Estratto della fonte:
Un nuovo giorno di proteste a Los Angeles, dove migliaia di manifestanti hanno invaso il centro città al grido di “Fuori l’ICE da Los Angeles”, denunciando con forza i raid anti-immigrazione lanciati dall’amministrazione Trump. Le retate nei luoghi di lavoro, che hanno preso di mira immigrati senza permesso di soggiorno ma regolarmente impiegati, hanno acceso una miccia che ora infiamma non solo la California: finora sono state arrestate 900 persone in 10 città degli Stati Uniti, oltre 380 a Los Angeles, in gran parte per mancata dispersione, ma anche per reati gravi come tentato omicidio e saccheggio. Altri cento arresti sono avvenuti nella sola California tra Highway Patrol, sceriffi e autorità federali, che hanno fermato anche il sindacalista David Huerta, poi rilasciato. Arresti si registrano anche a San Francisco (154), 86 a New York, 17 a Chicago, 15 a Philadelphia, 18 a Denver, 13 ad Austin, e casi isolati a Dallas, Seattle e Brookhaven.
Mentre la tensione cresce da costa a costa, anche il Texas si prepara al peggio. Il governatore repubblicano Greg Abbott ha annunciato il dispiegamento di oltre 5.000 soldati della Guardia Nazionale e più di 2.000 agenti del Dipartimento di Pubblica Sicurezza “a sostegno delle forze dell’ordine locali” durante le proteste.

Dati registrati:
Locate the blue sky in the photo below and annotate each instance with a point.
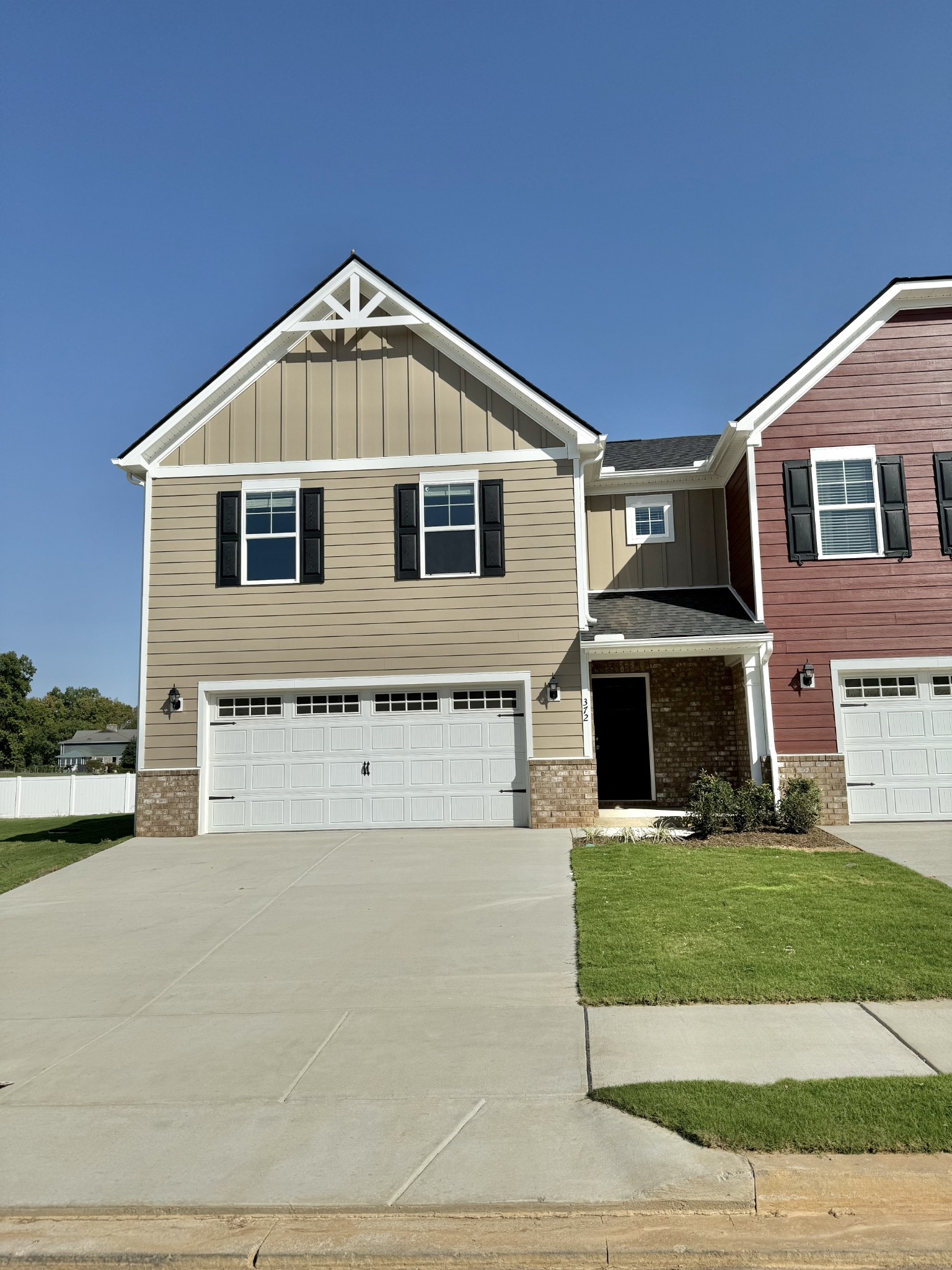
(654, 211)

Consegna: Nella frase che comincia con «Arresti si registrano anche», quali città del testo sulle proteste di Los Angeles hanno un numero preciso di arresti, e qual è quel numero per ciascuna?

Soluzione completa:
San Francisco: 154
New York: 86
Chicago: 17
Philadelphia: 15
Denver: 18
Austin: 13